Supplied entries:
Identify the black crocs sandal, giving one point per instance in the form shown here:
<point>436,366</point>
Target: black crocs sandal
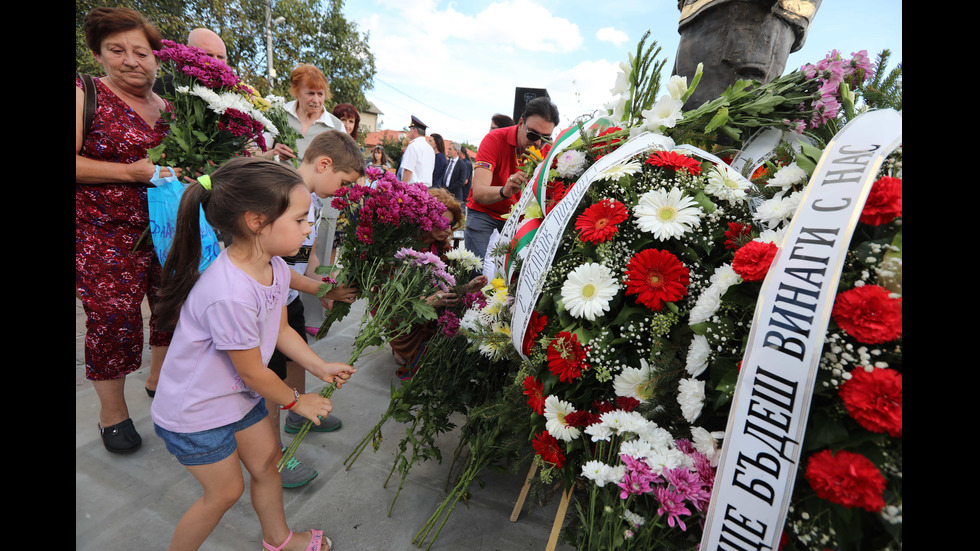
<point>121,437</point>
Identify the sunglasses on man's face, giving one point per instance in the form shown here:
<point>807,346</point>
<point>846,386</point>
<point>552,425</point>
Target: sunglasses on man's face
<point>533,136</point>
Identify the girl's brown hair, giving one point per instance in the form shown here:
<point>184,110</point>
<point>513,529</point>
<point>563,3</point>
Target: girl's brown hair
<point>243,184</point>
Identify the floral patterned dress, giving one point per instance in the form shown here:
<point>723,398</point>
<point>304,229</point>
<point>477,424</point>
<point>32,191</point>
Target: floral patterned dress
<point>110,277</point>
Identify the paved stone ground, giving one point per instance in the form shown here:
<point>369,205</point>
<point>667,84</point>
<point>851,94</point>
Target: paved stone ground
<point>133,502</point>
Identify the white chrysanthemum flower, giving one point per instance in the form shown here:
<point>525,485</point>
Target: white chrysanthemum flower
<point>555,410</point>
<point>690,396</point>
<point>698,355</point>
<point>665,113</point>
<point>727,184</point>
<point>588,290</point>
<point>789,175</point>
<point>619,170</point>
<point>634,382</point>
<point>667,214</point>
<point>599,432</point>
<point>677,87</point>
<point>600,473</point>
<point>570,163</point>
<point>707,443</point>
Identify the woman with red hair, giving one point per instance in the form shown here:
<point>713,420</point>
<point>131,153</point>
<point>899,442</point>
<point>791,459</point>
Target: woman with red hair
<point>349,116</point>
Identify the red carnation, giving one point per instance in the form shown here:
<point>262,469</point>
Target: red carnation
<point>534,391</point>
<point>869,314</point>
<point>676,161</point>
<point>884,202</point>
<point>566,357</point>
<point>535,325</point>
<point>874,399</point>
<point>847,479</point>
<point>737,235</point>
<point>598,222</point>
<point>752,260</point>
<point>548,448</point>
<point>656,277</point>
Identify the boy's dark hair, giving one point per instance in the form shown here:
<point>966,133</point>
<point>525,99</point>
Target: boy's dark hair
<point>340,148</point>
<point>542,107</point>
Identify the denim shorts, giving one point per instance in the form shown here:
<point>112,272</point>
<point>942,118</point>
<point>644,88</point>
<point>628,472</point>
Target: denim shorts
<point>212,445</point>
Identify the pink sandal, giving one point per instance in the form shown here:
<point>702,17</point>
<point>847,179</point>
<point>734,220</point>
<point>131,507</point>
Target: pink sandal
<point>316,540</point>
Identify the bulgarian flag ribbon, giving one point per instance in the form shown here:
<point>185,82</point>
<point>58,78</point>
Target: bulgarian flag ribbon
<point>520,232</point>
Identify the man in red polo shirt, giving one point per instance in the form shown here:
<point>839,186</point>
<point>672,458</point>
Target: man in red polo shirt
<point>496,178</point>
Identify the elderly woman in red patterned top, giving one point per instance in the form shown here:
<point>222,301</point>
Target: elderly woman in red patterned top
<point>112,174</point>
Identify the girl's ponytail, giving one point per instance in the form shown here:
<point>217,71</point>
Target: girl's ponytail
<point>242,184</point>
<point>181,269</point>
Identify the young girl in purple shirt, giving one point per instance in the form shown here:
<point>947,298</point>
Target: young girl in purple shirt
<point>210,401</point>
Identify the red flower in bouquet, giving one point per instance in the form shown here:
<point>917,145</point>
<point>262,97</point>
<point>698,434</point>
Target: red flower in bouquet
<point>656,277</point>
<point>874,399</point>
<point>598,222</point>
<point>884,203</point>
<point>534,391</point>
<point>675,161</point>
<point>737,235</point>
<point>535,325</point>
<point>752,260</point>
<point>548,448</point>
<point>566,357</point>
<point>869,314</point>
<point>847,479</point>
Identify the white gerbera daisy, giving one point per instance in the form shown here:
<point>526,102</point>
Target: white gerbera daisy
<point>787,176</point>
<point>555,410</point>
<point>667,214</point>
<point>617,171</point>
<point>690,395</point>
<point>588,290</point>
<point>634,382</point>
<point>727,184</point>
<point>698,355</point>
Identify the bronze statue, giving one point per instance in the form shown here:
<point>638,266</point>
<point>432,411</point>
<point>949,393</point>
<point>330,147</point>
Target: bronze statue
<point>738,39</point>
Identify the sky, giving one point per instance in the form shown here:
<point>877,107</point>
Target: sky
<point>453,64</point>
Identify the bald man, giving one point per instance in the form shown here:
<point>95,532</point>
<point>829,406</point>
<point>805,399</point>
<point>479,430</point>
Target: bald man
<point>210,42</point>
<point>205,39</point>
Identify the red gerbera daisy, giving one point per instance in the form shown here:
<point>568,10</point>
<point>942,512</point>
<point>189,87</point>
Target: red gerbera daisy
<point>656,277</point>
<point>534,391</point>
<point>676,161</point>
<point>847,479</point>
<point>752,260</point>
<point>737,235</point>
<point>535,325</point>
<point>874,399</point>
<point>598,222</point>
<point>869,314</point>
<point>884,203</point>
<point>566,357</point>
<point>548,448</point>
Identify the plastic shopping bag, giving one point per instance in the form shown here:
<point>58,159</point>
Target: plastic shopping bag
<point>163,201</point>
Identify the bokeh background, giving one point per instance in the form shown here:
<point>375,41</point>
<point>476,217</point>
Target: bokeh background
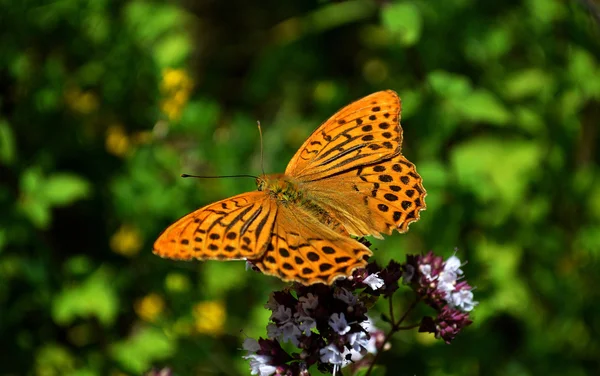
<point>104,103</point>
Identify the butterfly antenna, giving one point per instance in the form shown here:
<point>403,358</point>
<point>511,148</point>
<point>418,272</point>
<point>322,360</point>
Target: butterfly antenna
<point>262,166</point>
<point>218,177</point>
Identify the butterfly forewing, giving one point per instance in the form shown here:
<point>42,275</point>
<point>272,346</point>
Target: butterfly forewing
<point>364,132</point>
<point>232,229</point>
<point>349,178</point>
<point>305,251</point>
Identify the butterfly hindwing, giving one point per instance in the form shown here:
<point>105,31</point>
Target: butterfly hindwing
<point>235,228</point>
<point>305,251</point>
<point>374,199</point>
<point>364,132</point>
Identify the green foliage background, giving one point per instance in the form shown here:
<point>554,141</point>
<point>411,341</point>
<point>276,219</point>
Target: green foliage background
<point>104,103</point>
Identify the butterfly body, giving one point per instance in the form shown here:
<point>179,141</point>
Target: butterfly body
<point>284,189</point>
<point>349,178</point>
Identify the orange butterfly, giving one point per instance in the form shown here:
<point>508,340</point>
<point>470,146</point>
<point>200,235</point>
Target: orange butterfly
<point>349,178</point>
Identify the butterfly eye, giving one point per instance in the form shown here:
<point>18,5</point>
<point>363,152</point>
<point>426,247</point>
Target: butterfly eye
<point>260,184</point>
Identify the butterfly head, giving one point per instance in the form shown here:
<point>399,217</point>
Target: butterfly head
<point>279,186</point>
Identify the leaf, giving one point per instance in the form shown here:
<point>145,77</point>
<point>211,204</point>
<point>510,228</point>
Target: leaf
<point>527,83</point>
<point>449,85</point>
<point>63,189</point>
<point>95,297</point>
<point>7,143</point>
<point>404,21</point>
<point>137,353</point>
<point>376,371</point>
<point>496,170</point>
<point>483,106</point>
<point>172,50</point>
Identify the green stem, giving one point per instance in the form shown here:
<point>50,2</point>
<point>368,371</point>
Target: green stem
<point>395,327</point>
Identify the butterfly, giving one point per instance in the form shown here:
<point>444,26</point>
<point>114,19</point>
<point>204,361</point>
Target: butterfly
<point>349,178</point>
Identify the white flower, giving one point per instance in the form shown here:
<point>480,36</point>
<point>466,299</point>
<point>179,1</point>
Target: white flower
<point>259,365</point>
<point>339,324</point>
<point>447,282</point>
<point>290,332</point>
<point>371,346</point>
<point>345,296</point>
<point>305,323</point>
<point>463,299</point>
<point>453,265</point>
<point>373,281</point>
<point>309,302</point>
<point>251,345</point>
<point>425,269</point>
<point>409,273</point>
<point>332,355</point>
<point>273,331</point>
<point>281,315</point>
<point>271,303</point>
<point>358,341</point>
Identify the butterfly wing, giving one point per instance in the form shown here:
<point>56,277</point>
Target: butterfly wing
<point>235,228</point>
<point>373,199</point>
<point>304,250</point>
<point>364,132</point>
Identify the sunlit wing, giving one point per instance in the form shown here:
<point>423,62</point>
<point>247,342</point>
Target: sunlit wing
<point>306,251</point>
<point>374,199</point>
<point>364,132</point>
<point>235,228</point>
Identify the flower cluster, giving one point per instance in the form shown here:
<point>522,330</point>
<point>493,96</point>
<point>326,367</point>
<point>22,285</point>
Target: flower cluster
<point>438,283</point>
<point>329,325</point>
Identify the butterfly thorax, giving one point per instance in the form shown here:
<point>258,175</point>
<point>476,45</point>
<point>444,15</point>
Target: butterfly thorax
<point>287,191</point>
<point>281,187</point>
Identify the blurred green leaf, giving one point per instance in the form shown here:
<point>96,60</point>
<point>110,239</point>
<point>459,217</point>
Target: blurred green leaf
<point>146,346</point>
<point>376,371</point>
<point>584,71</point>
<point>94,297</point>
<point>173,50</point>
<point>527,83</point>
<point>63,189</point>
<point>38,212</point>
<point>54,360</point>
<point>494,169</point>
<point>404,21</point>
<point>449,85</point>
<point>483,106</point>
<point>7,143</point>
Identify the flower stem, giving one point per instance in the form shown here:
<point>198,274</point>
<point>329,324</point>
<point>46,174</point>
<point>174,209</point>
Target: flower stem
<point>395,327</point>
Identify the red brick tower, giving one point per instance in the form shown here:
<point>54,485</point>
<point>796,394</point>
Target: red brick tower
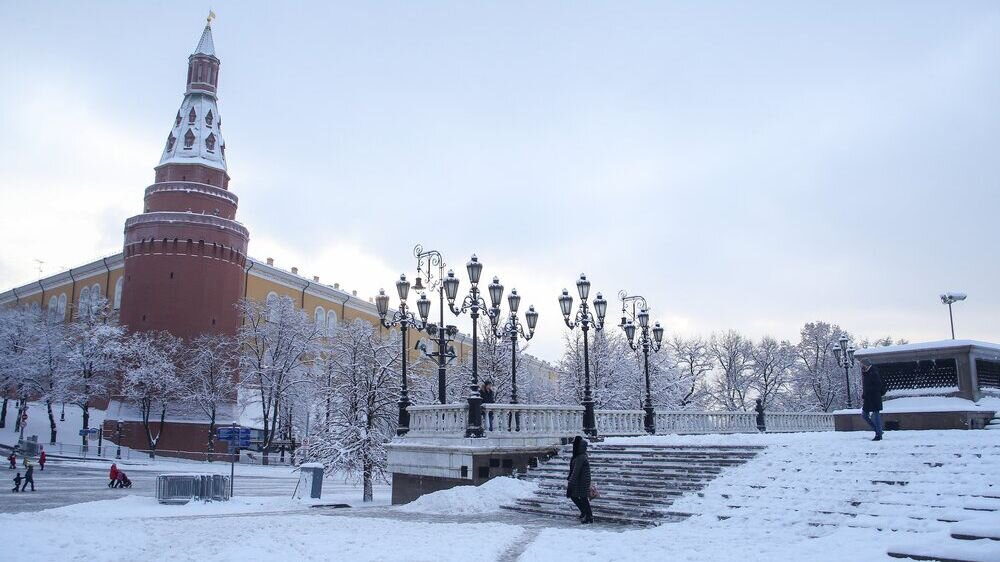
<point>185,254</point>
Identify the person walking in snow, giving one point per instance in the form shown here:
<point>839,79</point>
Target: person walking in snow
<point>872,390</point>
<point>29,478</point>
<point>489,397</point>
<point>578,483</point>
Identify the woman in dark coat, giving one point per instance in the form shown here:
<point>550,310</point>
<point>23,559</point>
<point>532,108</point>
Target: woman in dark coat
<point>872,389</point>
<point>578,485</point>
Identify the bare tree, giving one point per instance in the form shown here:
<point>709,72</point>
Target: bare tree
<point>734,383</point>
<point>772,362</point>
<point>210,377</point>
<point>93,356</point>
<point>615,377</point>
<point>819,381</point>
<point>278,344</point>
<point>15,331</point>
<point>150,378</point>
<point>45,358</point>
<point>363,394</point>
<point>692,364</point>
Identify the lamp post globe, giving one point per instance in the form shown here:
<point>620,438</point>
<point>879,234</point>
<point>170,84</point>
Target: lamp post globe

Requirements: Set down, word for word, the lines above from the one containing "Identify the leaf, giving" through the one containing "<point>172,50</point>", both included.

Written solution:
Identify the leaf, giving one point per instance in the form shown here:
<point>145,77</point>
<point>211,204</point>
<point>510,228</point>
Target: leaf
<point>527,83</point>
<point>449,85</point>
<point>63,189</point>
<point>95,297</point>
<point>7,143</point>
<point>404,21</point>
<point>137,353</point>
<point>376,371</point>
<point>496,170</point>
<point>483,106</point>
<point>172,50</point>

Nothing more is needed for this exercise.